= Page extract =
Buffy season seven is the weakest season of the series, but it is still above average television. The strength of the season lies not in the season's story arcs, but in some of the individual episodes. For example, "Selfless" artfully examines Anya's past and present life and reveals that she feels like she has never quite fit in as a human, but she no longer has the killer instinct to continue on in her second incarnation as a vengeance demon either. "Conversations With Dead People" ranks right up there with "Hush" in its scariness. The only way that this episode could have been improved upon is if Tara was the face of the ghost speaking to Willow, but with actress Amber Benson unwilling to reprise her role that season, it was really beyond the show's control. "Storyteller" is hilarious as Andrew narrates a film about the Scoobies, and "Lies Your Parents Told You" is another fine showcase of James Marsters' acting talent as we finally learn the source of the "trigger" that the First Evil has been using to control Spike.

= Recorded information =
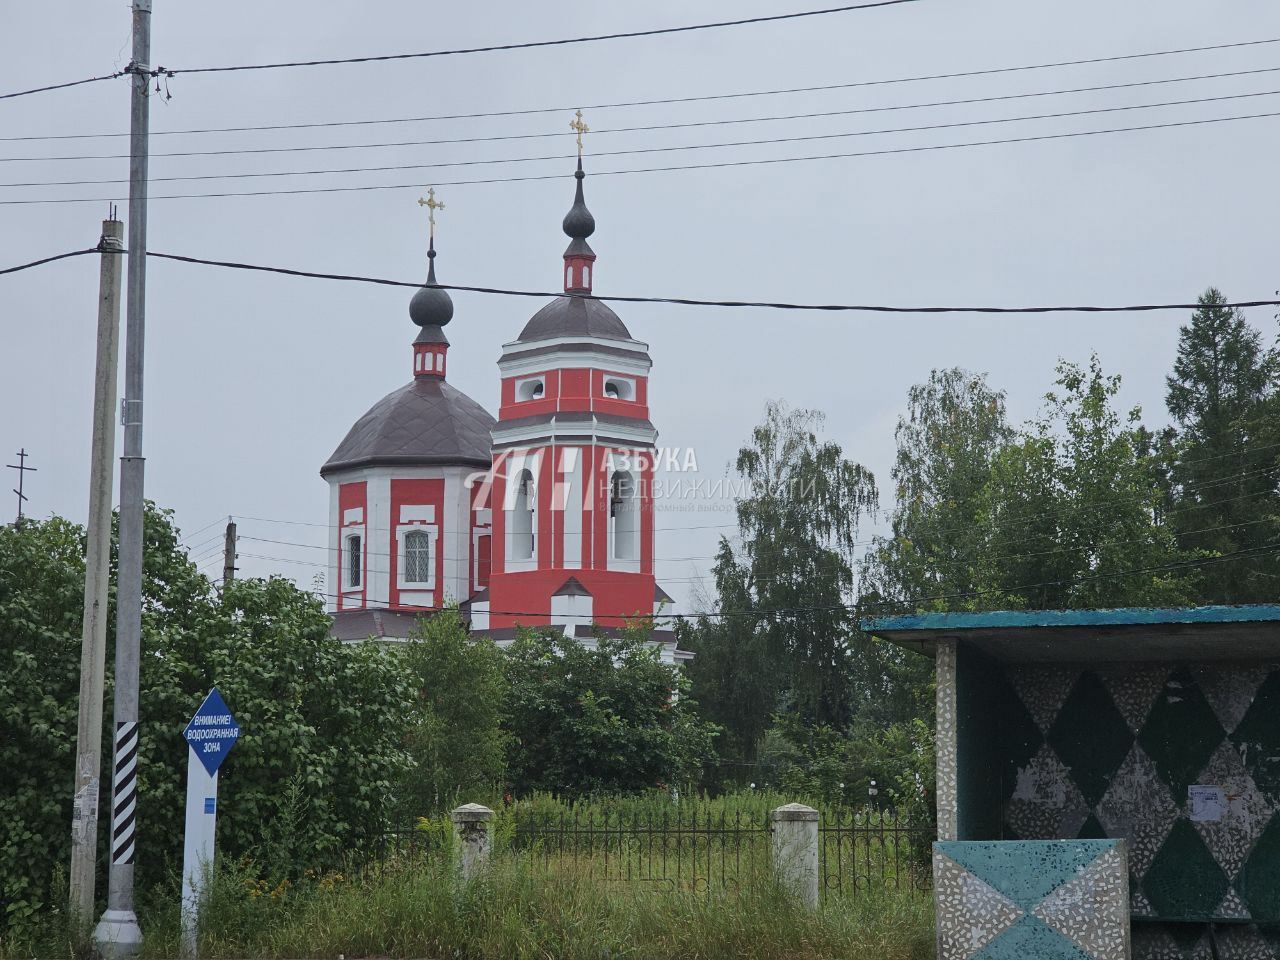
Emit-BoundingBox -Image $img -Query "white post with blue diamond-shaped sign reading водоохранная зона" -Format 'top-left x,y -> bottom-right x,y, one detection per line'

= Instructions to follow =
Please say whether each statement agrees with the review of Buffy season seven, answering yes or no and quoting the deciding words: (a) The season's strength lies in its story arcs. (b) Amber Benson agreed to return as Tara that season. (c) Anya no longer has the killer instinct to go on as a vengeance demon. The material isn't needed for this.

= Answer to this problem =
(a) No: "The strength of the season lies not in the season's story arcs, but in some of the individual episodes."
(b) No: "with actress Amber Benson unwilling to reprise her role that season"
(c) Yes: "she no longer has the killer instinct to continue on in her second incarnation as a vengeance demon either"